Rows of box annotation data:
(begin)
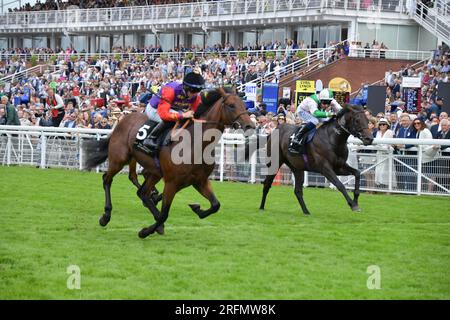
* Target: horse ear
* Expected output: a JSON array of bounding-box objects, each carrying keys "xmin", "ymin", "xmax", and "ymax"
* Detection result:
[{"xmin": 217, "ymin": 87, "xmax": 227, "ymax": 98}]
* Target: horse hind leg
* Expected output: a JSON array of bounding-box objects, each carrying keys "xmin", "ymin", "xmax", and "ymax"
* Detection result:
[
  {"xmin": 137, "ymin": 175, "xmax": 164, "ymax": 235},
  {"xmin": 99, "ymin": 165, "xmax": 122, "ymax": 227},
  {"xmin": 189, "ymin": 180, "xmax": 220, "ymax": 219},
  {"xmin": 337, "ymin": 164, "xmax": 361, "ymax": 212},
  {"xmin": 259, "ymin": 174, "xmax": 276, "ymax": 210},
  {"xmin": 294, "ymin": 171, "xmax": 311, "ymax": 215},
  {"xmin": 138, "ymin": 183, "xmax": 177, "ymax": 239},
  {"xmin": 128, "ymin": 158, "xmax": 141, "ymax": 189}
]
(end)
# Task to carry out:
Render every line of the rows above as a JSON list of strings, one string per line, dropping blank lines. Omit the pictures from the output.

# Final answer:
[
  "* Target: horse ear",
  "* Expected output: a JSON array of bounding-box objects, each carrying keys \"xmin\", \"ymin\", \"xmax\", and \"ymax\"",
  "* Detection result:",
  "[{\"xmin\": 217, \"ymin\": 87, \"xmax\": 227, \"ymax\": 98}]",
  "* Target: horse hind leg",
  "* Expected output: a JSON array of bounding-box objects, each carrying keys \"xmin\", \"ymin\", \"xmax\", and \"ymax\"",
  "* Detection result:",
  "[",
  "  {\"xmin\": 137, \"ymin\": 175, \"xmax\": 164, \"ymax\": 235},",
  "  {\"xmin\": 99, \"ymin\": 165, \"xmax\": 122, \"ymax\": 227},",
  "  {\"xmin\": 189, \"ymin\": 180, \"xmax\": 220, \"ymax\": 219},",
  "  {\"xmin\": 337, \"ymin\": 164, \"xmax\": 361, \"ymax\": 212},",
  "  {\"xmin\": 259, \"ymin\": 174, \"xmax\": 276, \"ymax\": 210},",
  "  {\"xmin\": 294, \"ymin\": 171, \"xmax\": 311, \"ymax\": 215},",
  "  {\"xmin\": 138, \"ymin\": 183, \"xmax\": 177, \"ymax\": 239},",
  "  {\"xmin\": 128, \"ymin\": 158, \"xmax\": 141, \"ymax\": 189}",
  "]"
]